=== Excerpts of pointing data ===
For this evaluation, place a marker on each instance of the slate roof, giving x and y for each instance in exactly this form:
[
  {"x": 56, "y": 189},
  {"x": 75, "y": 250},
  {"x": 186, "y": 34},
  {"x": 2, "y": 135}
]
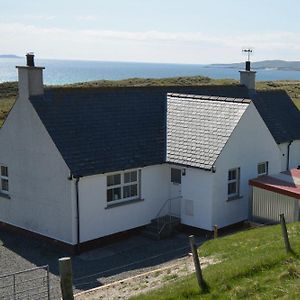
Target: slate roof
[
  {"x": 198, "y": 127},
  {"x": 279, "y": 113},
  {"x": 100, "y": 130}
]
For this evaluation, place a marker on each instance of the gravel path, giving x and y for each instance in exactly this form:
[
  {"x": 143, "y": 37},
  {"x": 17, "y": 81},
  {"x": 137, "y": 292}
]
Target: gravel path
[
  {"x": 123, "y": 259},
  {"x": 142, "y": 283}
]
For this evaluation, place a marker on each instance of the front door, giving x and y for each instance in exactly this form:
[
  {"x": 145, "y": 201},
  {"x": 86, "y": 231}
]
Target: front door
[{"x": 175, "y": 191}]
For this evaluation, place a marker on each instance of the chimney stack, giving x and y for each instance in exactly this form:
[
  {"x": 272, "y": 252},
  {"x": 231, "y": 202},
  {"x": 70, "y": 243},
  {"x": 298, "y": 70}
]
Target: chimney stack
[
  {"x": 30, "y": 59},
  {"x": 247, "y": 76},
  {"x": 30, "y": 78}
]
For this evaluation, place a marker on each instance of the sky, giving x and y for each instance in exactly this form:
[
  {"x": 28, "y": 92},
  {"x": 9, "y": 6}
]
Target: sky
[{"x": 164, "y": 31}]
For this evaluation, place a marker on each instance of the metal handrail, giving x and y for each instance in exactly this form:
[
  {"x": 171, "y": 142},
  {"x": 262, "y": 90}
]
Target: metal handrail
[
  {"x": 161, "y": 221},
  {"x": 165, "y": 203}
]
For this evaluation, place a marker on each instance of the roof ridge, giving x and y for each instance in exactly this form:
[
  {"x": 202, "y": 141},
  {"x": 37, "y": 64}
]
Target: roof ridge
[{"x": 212, "y": 98}]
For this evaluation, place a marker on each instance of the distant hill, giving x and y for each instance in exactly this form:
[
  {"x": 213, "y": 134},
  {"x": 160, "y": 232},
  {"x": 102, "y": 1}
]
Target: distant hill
[
  {"x": 264, "y": 64},
  {"x": 9, "y": 56}
]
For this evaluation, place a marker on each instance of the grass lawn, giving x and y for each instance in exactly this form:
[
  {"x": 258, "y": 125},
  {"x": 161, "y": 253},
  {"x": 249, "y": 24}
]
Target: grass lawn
[{"x": 253, "y": 265}]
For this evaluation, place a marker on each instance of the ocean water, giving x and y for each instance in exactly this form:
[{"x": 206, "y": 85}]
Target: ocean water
[{"x": 71, "y": 71}]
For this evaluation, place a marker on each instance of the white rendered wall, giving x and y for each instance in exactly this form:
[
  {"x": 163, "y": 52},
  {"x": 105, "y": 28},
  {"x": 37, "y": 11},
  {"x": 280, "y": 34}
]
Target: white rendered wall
[
  {"x": 38, "y": 186},
  {"x": 96, "y": 220},
  {"x": 197, "y": 193},
  {"x": 294, "y": 159},
  {"x": 250, "y": 143}
]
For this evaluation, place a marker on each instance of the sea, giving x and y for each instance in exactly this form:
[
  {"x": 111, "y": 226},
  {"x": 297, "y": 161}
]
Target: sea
[{"x": 71, "y": 71}]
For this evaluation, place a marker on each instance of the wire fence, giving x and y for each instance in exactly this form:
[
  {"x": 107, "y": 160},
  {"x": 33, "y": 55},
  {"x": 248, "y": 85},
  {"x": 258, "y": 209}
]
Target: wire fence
[{"x": 28, "y": 284}]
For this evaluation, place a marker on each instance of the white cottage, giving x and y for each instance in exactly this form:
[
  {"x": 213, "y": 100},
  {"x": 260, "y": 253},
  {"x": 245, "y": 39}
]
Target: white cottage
[{"x": 78, "y": 165}]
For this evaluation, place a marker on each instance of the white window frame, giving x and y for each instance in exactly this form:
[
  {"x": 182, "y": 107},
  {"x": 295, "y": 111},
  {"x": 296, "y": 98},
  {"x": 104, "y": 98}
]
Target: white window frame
[
  {"x": 236, "y": 194},
  {"x": 266, "y": 166},
  {"x": 4, "y": 177},
  {"x": 123, "y": 184}
]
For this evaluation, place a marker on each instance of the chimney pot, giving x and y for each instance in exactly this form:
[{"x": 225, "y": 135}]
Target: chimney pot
[
  {"x": 248, "y": 65},
  {"x": 30, "y": 59}
]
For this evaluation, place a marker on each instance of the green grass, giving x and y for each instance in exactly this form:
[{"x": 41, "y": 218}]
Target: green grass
[
  {"x": 8, "y": 90},
  {"x": 253, "y": 265}
]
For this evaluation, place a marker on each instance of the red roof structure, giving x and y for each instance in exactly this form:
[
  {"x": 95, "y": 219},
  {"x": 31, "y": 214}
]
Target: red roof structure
[{"x": 285, "y": 183}]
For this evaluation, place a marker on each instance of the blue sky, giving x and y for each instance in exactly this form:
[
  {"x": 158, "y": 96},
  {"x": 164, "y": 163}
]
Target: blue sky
[{"x": 187, "y": 31}]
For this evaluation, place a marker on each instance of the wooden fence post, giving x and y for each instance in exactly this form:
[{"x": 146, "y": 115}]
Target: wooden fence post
[
  {"x": 215, "y": 231},
  {"x": 66, "y": 278},
  {"x": 202, "y": 284},
  {"x": 285, "y": 234}
]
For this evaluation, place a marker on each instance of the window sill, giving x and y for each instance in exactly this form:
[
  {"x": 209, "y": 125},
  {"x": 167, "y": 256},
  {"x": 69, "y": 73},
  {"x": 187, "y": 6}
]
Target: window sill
[
  {"x": 123, "y": 203},
  {"x": 237, "y": 197},
  {"x": 3, "y": 195}
]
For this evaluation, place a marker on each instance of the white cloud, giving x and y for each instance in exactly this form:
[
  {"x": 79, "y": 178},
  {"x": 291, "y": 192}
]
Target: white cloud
[
  {"x": 180, "y": 47},
  {"x": 86, "y": 18}
]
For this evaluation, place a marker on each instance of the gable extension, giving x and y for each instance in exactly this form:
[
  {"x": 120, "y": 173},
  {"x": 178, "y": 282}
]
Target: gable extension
[
  {"x": 100, "y": 130},
  {"x": 198, "y": 127},
  {"x": 279, "y": 114}
]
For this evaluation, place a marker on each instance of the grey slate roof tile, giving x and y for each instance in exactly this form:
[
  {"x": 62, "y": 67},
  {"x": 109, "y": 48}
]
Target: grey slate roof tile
[
  {"x": 99, "y": 130},
  {"x": 209, "y": 122}
]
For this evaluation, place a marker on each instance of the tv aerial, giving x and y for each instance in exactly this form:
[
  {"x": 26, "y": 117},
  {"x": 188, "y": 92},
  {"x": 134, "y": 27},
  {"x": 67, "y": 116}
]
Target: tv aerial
[{"x": 248, "y": 51}]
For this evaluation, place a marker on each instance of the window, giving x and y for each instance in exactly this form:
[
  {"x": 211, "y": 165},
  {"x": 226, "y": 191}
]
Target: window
[
  {"x": 4, "y": 179},
  {"x": 176, "y": 176},
  {"x": 233, "y": 183},
  {"x": 262, "y": 168},
  {"x": 123, "y": 186}
]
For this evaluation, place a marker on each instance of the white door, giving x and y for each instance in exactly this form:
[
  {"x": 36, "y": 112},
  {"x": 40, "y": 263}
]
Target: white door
[{"x": 175, "y": 191}]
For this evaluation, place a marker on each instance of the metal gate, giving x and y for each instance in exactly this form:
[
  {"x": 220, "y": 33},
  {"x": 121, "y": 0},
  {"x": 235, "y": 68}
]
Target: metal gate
[{"x": 29, "y": 284}]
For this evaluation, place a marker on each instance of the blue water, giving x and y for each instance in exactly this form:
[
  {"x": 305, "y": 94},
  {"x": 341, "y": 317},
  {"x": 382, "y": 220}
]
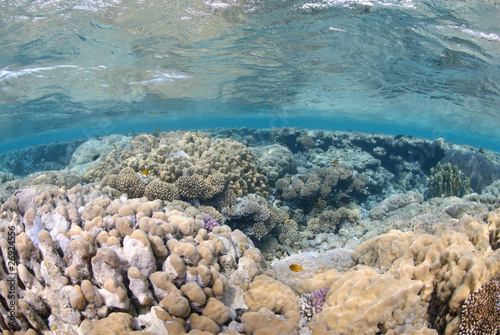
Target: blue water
[{"x": 71, "y": 69}]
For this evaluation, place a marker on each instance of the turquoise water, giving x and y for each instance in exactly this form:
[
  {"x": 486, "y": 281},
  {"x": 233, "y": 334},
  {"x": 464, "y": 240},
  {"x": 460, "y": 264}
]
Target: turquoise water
[{"x": 71, "y": 69}]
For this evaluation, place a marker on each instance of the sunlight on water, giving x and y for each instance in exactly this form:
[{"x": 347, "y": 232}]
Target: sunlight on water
[{"x": 406, "y": 64}]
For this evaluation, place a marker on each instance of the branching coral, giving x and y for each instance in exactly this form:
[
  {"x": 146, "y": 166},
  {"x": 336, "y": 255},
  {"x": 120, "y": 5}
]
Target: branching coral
[
  {"x": 481, "y": 310},
  {"x": 447, "y": 181}
]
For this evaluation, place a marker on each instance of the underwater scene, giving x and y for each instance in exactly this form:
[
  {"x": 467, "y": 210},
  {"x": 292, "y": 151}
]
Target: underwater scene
[{"x": 245, "y": 167}]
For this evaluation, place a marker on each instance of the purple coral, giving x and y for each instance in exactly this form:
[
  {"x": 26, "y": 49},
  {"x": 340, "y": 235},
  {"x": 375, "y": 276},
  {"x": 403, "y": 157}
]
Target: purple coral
[
  {"x": 317, "y": 299},
  {"x": 210, "y": 223}
]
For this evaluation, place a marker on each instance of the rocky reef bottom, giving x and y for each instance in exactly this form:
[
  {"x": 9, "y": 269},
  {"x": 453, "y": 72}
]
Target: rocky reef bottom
[{"x": 81, "y": 256}]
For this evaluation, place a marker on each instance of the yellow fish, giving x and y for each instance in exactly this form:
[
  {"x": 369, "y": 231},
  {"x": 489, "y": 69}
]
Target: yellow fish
[{"x": 296, "y": 268}]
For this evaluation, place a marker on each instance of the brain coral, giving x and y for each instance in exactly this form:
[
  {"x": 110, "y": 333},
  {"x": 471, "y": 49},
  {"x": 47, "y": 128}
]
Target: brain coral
[{"x": 172, "y": 155}]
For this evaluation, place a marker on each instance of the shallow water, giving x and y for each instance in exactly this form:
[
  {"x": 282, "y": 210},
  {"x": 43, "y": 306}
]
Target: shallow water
[{"x": 77, "y": 68}]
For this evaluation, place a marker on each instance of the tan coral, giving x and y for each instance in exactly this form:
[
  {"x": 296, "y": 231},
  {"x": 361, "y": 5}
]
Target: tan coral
[
  {"x": 266, "y": 322},
  {"x": 270, "y": 293},
  {"x": 216, "y": 311},
  {"x": 115, "y": 324}
]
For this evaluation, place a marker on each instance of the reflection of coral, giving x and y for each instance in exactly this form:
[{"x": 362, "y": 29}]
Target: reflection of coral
[
  {"x": 481, "y": 310},
  {"x": 447, "y": 181}
]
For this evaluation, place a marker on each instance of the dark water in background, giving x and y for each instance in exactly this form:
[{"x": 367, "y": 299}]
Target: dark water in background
[{"x": 71, "y": 69}]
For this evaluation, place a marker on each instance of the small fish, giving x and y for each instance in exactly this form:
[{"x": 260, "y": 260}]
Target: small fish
[{"x": 296, "y": 268}]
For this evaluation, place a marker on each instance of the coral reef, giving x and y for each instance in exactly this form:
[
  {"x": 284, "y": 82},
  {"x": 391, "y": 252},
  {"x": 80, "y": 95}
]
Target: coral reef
[
  {"x": 72, "y": 267},
  {"x": 164, "y": 238},
  {"x": 476, "y": 167},
  {"x": 481, "y": 310},
  {"x": 190, "y": 156}
]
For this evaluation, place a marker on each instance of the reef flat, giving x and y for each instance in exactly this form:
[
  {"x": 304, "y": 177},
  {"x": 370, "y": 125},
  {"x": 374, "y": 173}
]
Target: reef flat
[{"x": 250, "y": 231}]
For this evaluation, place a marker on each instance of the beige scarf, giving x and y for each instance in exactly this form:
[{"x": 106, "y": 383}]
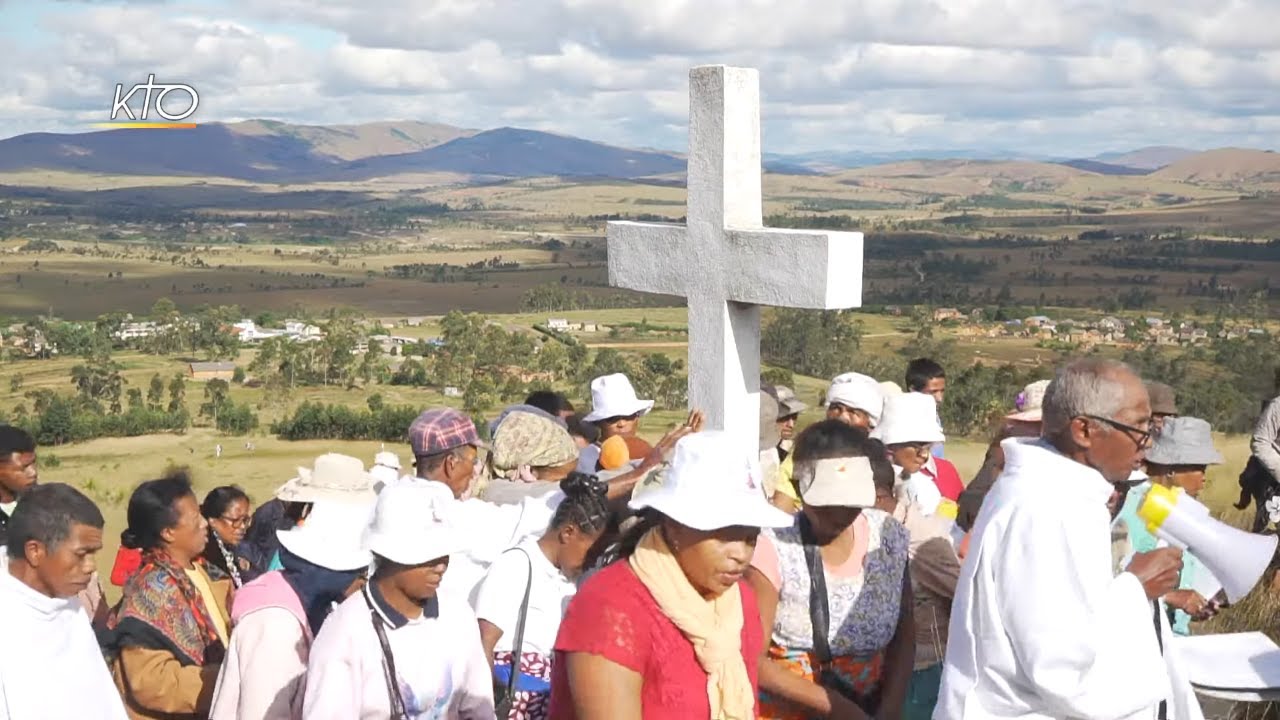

=== What the exercise asks ===
Gather every line of the records that contains the string "background", matching uppercase and lowercase letters exactly.

=== Task solution ===
For this evaluation, place a marker on each instance of the dark water in background, giving x and y for each instance in exactly this form:
Target: dark water in background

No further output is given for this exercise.